> _Task instructions_: Among the lines below, keep only those from the one containing "Target: white cap" through the one containing "like [375, 101].", and reproduce them exactly.

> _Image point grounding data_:
· · ·

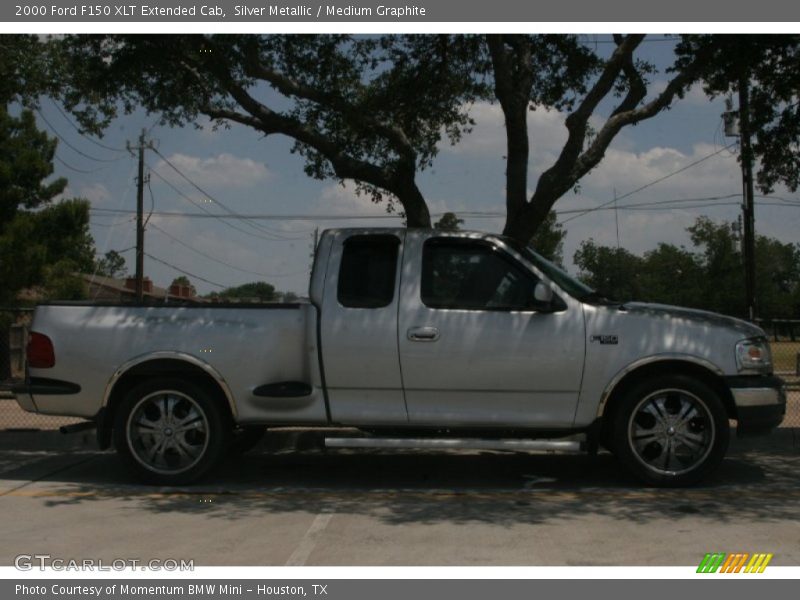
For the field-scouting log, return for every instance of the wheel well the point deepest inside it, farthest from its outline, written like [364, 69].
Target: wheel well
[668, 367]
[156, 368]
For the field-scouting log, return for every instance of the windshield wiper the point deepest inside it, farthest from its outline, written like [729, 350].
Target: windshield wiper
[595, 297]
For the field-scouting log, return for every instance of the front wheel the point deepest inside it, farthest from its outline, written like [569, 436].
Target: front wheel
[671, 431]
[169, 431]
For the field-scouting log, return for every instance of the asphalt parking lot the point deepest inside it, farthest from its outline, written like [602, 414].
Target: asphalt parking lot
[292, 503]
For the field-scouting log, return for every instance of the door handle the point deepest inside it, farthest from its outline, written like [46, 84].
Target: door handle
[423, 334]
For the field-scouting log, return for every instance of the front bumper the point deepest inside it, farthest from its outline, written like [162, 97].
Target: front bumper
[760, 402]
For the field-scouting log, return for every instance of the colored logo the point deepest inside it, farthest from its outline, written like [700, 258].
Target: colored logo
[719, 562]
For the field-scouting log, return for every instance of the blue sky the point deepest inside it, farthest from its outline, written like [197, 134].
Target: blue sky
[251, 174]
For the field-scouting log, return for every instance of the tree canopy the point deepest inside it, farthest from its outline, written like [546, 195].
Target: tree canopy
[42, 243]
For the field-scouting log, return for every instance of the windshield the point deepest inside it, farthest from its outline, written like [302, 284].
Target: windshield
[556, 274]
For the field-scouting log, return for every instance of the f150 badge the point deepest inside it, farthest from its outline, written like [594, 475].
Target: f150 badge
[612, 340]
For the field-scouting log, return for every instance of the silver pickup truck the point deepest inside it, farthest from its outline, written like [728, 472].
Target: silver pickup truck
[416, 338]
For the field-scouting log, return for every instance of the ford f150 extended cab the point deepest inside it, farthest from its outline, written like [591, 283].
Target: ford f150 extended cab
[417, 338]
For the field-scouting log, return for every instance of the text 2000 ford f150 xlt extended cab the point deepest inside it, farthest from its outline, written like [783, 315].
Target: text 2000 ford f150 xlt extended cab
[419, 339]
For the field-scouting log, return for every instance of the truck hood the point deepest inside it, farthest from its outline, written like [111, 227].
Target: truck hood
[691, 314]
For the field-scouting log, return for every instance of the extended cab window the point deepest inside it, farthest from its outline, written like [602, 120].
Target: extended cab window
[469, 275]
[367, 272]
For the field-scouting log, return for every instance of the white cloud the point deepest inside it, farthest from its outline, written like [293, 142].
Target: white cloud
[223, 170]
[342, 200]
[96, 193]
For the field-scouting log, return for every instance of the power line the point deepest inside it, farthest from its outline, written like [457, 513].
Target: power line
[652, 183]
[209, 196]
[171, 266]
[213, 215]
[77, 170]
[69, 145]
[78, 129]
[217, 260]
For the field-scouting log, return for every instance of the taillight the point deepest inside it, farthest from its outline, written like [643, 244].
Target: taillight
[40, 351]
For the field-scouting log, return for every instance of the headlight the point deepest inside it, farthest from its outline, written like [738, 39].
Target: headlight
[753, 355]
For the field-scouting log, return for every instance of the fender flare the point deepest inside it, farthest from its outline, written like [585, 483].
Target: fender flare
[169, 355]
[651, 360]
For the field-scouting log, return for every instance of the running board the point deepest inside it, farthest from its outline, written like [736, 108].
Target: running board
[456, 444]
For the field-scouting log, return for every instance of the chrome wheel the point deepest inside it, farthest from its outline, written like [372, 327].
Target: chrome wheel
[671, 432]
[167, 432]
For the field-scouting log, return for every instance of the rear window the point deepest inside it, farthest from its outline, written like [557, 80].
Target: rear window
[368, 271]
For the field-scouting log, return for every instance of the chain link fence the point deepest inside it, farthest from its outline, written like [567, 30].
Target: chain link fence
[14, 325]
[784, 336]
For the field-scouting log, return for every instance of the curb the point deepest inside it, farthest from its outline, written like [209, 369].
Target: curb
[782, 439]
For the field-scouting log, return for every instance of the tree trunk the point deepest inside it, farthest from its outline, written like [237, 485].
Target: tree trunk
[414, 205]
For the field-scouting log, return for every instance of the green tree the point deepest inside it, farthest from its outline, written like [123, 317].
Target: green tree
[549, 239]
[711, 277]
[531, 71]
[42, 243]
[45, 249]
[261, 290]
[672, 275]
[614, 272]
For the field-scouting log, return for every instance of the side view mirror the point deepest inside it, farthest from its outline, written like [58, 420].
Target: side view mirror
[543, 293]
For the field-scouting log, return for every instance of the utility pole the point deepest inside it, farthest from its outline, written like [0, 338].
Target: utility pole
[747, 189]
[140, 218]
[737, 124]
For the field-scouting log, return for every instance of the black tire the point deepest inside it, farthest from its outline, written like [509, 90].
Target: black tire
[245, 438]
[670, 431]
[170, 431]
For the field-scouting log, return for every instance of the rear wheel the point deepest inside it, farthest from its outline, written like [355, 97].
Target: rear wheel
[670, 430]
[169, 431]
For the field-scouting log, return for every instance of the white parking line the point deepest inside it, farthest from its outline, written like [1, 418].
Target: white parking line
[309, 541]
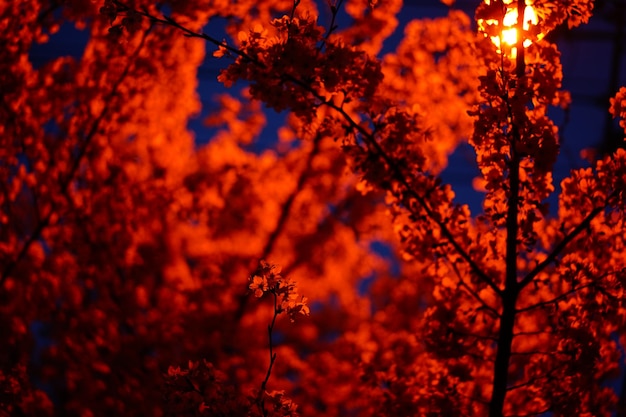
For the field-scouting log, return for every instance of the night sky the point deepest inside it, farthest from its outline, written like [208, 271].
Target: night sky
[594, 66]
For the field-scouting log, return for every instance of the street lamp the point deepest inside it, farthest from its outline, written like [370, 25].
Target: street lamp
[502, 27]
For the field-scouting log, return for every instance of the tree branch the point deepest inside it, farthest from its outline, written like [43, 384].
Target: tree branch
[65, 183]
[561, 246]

· · ·

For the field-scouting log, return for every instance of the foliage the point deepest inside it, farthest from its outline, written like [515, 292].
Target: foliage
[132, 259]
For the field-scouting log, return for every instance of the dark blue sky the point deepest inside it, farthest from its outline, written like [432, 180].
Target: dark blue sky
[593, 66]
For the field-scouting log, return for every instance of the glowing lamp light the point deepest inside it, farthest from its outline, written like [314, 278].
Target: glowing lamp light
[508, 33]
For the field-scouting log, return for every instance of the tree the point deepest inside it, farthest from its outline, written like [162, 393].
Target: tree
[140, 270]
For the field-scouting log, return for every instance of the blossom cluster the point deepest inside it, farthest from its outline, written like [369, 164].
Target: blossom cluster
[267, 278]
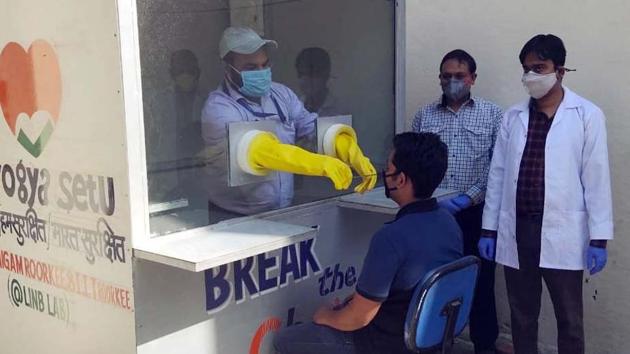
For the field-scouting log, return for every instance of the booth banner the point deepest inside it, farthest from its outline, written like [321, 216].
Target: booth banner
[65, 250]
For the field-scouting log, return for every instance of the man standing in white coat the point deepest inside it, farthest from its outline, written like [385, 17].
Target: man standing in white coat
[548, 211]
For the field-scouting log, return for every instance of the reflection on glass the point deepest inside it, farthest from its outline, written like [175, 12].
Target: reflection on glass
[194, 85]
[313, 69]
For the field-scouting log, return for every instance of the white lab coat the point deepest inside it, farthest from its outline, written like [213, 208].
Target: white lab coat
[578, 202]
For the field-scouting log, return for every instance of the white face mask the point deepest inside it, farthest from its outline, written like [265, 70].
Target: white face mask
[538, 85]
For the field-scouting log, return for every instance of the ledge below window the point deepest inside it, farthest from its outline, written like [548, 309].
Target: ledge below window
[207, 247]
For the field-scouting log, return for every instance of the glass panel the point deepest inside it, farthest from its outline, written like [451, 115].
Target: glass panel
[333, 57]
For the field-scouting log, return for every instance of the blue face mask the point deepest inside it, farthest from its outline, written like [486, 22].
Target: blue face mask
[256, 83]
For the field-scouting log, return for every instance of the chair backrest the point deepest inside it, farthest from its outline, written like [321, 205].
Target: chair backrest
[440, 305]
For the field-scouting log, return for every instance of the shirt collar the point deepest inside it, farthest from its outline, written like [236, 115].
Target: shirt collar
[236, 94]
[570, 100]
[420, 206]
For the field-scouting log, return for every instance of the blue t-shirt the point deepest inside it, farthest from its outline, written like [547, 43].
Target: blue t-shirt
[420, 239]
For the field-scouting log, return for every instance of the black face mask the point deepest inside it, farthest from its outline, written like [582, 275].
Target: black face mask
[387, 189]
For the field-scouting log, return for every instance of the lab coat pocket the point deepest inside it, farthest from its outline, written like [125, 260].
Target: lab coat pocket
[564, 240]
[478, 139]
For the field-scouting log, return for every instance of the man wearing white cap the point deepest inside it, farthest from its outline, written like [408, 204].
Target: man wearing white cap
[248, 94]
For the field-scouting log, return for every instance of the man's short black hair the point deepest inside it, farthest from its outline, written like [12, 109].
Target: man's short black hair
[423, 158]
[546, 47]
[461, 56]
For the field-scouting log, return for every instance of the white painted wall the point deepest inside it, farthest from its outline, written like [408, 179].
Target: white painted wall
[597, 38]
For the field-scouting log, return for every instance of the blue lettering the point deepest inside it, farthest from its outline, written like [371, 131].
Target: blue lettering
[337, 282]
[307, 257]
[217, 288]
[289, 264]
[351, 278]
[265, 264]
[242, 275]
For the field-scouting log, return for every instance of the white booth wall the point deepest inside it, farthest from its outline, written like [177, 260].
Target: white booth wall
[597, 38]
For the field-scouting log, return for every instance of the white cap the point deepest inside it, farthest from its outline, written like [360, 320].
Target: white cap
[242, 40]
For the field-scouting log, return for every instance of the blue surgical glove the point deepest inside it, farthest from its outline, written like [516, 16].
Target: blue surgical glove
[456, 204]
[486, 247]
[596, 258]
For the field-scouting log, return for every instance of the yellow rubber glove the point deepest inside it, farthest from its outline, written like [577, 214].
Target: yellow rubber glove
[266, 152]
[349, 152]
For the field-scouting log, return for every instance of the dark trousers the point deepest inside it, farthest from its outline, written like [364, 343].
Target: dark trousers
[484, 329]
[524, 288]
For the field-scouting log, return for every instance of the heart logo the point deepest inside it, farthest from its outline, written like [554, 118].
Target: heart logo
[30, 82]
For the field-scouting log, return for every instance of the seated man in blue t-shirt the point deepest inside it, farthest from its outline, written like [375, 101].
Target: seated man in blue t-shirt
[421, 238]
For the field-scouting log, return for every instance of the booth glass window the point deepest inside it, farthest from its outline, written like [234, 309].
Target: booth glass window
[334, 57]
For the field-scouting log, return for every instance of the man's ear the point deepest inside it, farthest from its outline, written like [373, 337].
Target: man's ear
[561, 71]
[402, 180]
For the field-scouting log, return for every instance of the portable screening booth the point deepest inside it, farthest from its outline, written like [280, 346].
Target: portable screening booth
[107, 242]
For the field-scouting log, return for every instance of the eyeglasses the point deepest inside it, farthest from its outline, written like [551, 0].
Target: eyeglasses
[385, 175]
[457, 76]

· · ·

> _Exercise output_:
Target: white cap
[242, 40]
For the field-scouting log, return for every instance of the blue surgical glove the point deepest inside it, farthest from its outline, written like [516, 16].
Target: blue surgical glove
[456, 204]
[486, 247]
[596, 258]
For the field-scouting log, return for every instance of the yellow rubber glove the point deepest inside it, farthest from its outline, written like [577, 214].
Target: yellow rubber glove
[266, 152]
[349, 152]
For the field-scouting log, return for every instance of the dark trousers the point deepest inside it, farthest from its outline, written like [364, 343].
Target: dark trousers
[484, 329]
[524, 288]
For the field-scouting log, return for every instance of the heart logo the point deepest inside it, farthest from its outline, written like [554, 118].
Target: heart logo
[30, 82]
For the field-scouting log, return for every instance of the seated man in blue t-shirt the point deepest inside it, farthest from its outline, written like [375, 101].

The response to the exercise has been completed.